Please find each line in the rows below that contains the word "headlight" and copy those lines. Case counts.

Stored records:
__________________________________________________
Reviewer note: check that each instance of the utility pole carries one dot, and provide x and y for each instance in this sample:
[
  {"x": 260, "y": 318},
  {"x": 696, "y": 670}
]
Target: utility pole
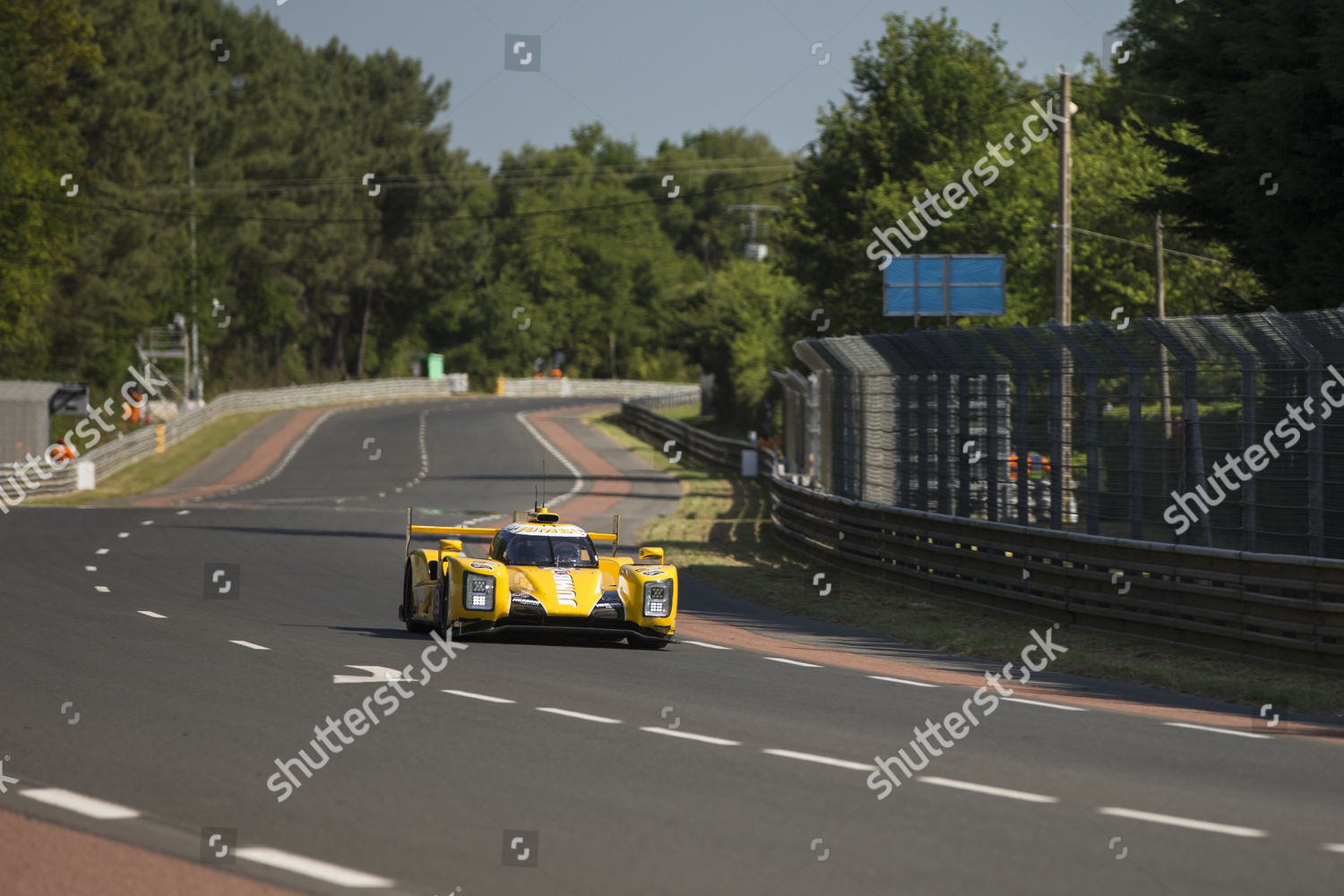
[
  {"x": 1160, "y": 277},
  {"x": 754, "y": 250},
  {"x": 1064, "y": 304},
  {"x": 1064, "y": 254},
  {"x": 194, "y": 363}
]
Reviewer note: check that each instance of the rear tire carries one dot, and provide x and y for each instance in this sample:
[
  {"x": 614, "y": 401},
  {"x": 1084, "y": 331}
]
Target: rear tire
[{"x": 414, "y": 627}]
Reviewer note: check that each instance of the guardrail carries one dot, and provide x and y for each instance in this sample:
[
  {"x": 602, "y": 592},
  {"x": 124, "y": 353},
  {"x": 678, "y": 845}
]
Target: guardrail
[
  {"x": 564, "y": 387},
  {"x": 1284, "y": 607},
  {"x": 116, "y": 455},
  {"x": 698, "y": 444},
  {"x": 113, "y": 457}
]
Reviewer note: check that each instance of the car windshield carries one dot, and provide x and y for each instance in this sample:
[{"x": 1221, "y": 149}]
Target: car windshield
[{"x": 540, "y": 549}]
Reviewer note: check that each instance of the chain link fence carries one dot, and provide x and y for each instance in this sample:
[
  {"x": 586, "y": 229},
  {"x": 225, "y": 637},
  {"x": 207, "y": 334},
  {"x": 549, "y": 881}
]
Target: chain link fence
[{"x": 1212, "y": 432}]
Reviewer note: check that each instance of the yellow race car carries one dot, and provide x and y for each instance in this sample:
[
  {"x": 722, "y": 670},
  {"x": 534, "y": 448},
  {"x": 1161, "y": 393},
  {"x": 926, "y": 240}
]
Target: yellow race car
[{"x": 539, "y": 573}]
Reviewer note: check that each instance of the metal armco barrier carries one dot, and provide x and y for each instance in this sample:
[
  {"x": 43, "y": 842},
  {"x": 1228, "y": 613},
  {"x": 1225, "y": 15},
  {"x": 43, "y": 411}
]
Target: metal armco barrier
[
  {"x": 1287, "y": 607},
  {"x": 564, "y": 387},
  {"x": 113, "y": 457},
  {"x": 698, "y": 444}
]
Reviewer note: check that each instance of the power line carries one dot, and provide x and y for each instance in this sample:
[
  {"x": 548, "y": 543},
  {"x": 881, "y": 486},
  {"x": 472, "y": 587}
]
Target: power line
[
  {"x": 1148, "y": 246},
  {"x": 238, "y": 220}
]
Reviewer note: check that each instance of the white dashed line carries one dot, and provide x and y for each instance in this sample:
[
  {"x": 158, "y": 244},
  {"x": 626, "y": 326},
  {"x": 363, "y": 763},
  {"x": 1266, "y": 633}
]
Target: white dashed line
[
  {"x": 478, "y": 696},
  {"x": 986, "y": 788},
  {"x": 903, "y": 681},
  {"x": 80, "y": 804},
  {"x": 311, "y": 866},
  {"x": 580, "y": 715},
  {"x": 687, "y": 735},
  {"x": 1042, "y": 702},
  {"x": 711, "y": 646},
  {"x": 1193, "y": 823},
  {"x": 823, "y": 761},
  {"x": 249, "y": 643},
  {"x": 1218, "y": 731}
]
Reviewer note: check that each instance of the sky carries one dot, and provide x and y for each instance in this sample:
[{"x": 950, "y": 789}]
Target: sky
[{"x": 656, "y": 70}]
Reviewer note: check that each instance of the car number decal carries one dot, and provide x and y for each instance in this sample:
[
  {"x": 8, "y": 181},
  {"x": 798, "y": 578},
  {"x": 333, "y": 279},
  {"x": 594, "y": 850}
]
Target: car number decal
[{"x": 564, "y": 589}]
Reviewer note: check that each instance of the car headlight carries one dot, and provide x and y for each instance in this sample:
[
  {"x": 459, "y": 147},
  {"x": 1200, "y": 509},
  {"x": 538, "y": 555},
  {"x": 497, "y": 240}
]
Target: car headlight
[
  {"x": 658, "y": 598},
  {"x": 478, "y": 591}
]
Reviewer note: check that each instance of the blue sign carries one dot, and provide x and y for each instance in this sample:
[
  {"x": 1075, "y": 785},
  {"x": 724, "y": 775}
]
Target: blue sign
[{"x": 945, "y": 285}]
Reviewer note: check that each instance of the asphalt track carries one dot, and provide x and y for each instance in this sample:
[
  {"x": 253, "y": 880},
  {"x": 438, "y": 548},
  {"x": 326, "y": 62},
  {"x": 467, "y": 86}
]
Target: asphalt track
[{"x": 661, "y": 783}]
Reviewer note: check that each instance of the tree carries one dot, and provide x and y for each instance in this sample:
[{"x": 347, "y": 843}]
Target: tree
[
  {"x": 1252, "y": 123},
  {"x": 46, "y": 50}
]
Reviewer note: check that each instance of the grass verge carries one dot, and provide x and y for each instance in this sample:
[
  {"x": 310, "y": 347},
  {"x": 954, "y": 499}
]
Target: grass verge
[
  {"x": 160, "y": 469},
  {"x": 720, "y": 535}
]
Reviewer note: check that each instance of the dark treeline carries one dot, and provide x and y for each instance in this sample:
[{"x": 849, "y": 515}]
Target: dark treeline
[{"x": 578, "y": 249}]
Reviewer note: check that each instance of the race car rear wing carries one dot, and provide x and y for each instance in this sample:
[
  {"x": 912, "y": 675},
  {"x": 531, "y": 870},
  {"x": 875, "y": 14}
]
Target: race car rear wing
[{"x": 489, "y": 533}]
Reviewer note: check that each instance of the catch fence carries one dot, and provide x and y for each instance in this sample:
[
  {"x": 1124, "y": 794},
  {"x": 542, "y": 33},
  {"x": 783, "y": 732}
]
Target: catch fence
[{"x": 1211, "y": 432}]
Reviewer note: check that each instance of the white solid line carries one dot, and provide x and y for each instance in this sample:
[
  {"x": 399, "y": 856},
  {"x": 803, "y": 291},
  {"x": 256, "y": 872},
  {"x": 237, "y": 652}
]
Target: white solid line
[
  {"x": 1042, "y": 702},
  {"x": 824, "y": 761},
  {"x": 905, "y": 681},
  {"x": 986, "y": 788},
  {"x": 78, "y": 802},
  {"x": 687, "y": 735},
  {"x": 249, "y": 643},
  {"x": 311, "y": 866},
  {"x": 1236, "y": 831},
  {"x": 478, "y": 696},
  {"x": 1218, "y": 731},
  {"x": 580, "y": 715}
]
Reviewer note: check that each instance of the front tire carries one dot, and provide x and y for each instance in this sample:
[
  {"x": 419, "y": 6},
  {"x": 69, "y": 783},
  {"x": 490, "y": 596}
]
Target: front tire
[{"x": 414, "y": 627}]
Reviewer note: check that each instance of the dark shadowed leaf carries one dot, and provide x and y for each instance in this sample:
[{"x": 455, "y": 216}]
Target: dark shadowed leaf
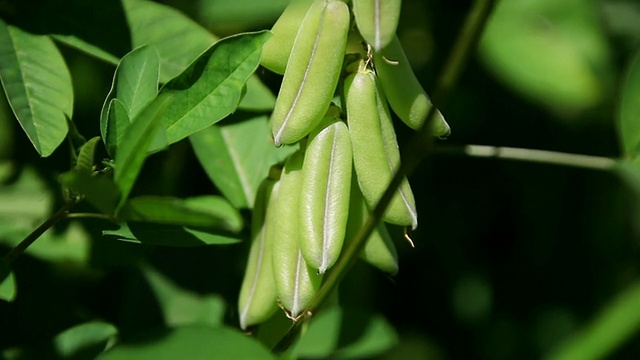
[
  {"x": 193, "y": 343},
  {"x": 168, "y": 235},
  {"x": 211, "y": 212}
]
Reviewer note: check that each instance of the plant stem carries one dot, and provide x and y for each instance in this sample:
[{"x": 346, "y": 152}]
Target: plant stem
[
  {"x": 35, "y": 234},
  {"x": 531, "y": 155},
  {"x": 419, "y": 147}
]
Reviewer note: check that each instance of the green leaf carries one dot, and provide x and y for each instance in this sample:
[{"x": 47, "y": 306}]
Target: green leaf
[
  {"x": 615, "y": 324},
  {"x": 237, "y": 155},
  {"x": 629, "y": 116},
  {"x": 258, "y": 97},
  {"x": 181, "y": 307},
  {"x": 178, "y": 38},
  {"x": 135, "y": 85},
  {"x": 168, "y": 235},
  {"x": 562, "y": 62},
  {"x": 38, "y": 85},
  {"x": 87, "y": 48},
  {"x": 211, "y": 212},
  {"x": 193, "y": 343},
  {"x": 211, "y": 87},
  {"x": 86, "y": 156},
  {"x": 135, "y": 144},
  {"x": 116, "y": 126},
  {"x": 349, "y": 333},
  {"x": 7, "y": 283},
  {"x": 84, "y": 341}
]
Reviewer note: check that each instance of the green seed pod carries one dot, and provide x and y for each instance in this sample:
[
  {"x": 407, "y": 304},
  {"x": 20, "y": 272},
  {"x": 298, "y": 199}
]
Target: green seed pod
[
  {"x": 375, "y": 149},
  {"x": 377, "y": 20},
  {"x": 296, "y": 282},
  {"x": 379, "y": 249},
  {"x": 257, "y": 300},
  {"x": 324, "y": 199},
  {"x": 276, "y": 51},
  {"x": 403, "y": 90},
  {"x": 312, "y": 71}
]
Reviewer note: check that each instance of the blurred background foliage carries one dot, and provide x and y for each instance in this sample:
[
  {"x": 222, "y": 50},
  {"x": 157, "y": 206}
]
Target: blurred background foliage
[{"x": 512, "y": 259}]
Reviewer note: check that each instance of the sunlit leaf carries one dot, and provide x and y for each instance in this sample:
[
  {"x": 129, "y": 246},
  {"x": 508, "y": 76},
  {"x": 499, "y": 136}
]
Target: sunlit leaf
[
  {"x": 237, "y": 155},
  {"x": 258, "y": 97},
  {"x": 7, "y": 283},
  {"x": 178, "y": 38},
  {"x": 38, "y": 85},
  {"x": 136, "y": 142},
  {"x": 193, "y": 343},
  {"x": 135, "y": 85},
  {"x": 629, "y": 116},
  {"x": 211, "y": 87}
]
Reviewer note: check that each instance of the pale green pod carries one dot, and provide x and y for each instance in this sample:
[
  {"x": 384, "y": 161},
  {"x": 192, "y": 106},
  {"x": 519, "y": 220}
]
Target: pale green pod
[
  {"x": 379, "y": 250},
  {"x": 296, "y": 282},
  {"x": 258, "y": 300},
  {"x": 376, "y": 156},
  {"x": 276, "y": 51},
  {"x": 324, "y": 197},
  {"x": 377, "y": 20},
  {"x": 403, "y": 90},
  {"x": 312, "y": 71}
]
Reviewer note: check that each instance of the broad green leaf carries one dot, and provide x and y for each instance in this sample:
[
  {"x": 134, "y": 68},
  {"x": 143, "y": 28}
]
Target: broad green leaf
[
  {"x": 99, "y": 190},
  {"x": 178, "y": 38},
  {"x": 87, "y": 48},
  {"x": 615, "y": 324},
  {"x": 7, "y": 283},
  {"x": 38, "y": 85},
  {"x": 235, "y": 161},
  {"x": 168, "y": 235},
  {"x": 239, "y": 14},
  {"x": 553, "y": 52},
  {"x": 136, "y": 142},
  {"x": 84, "y": 341},
  {"x": 346, "y": 334},
  {"x": 193, "y": 343},
  {"x": 211, "y": 87},
  {"x": 258, "y": 97},
  {"x": 135, "y": 85},
  {"x": 181, "y": 307},
  {"x": 211, "y": 212},
  {"x": 117, "y": 123},
  {"x": 85, "y": 158},
  {"x": 629, "y": 116},
  {"x": 138, "y": 78}
]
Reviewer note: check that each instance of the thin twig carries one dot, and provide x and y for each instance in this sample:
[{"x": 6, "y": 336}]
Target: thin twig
[
  {"x": 418, "y": 148},
  {"x": 35, "y": 234}
]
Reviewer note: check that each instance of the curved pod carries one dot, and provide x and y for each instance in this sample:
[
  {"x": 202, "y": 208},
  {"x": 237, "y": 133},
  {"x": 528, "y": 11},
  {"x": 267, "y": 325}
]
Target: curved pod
[
  {"x": 296, "y": 282},
  {"x": 375, "y": 149},
  {"x": 403, "y": 90},
  {"x": 312, "y": 71},
  {"x": 326, "y": 183},
  {"x": 276, "y": 51},
  {"x": 377, "y": 20},
  {"x": 257, "y": 300}
]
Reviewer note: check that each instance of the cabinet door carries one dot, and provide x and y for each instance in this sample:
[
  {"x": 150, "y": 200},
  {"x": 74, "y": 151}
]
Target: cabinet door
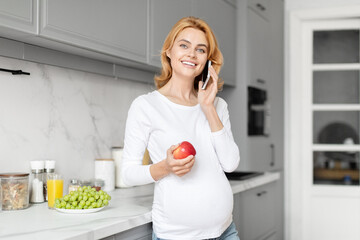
__________________________________________________
Solution to the problem:
Reviewer note: check that each instance of the car headlight carries one dot, and provide x and y for each instance in this sample:
Target: car headlight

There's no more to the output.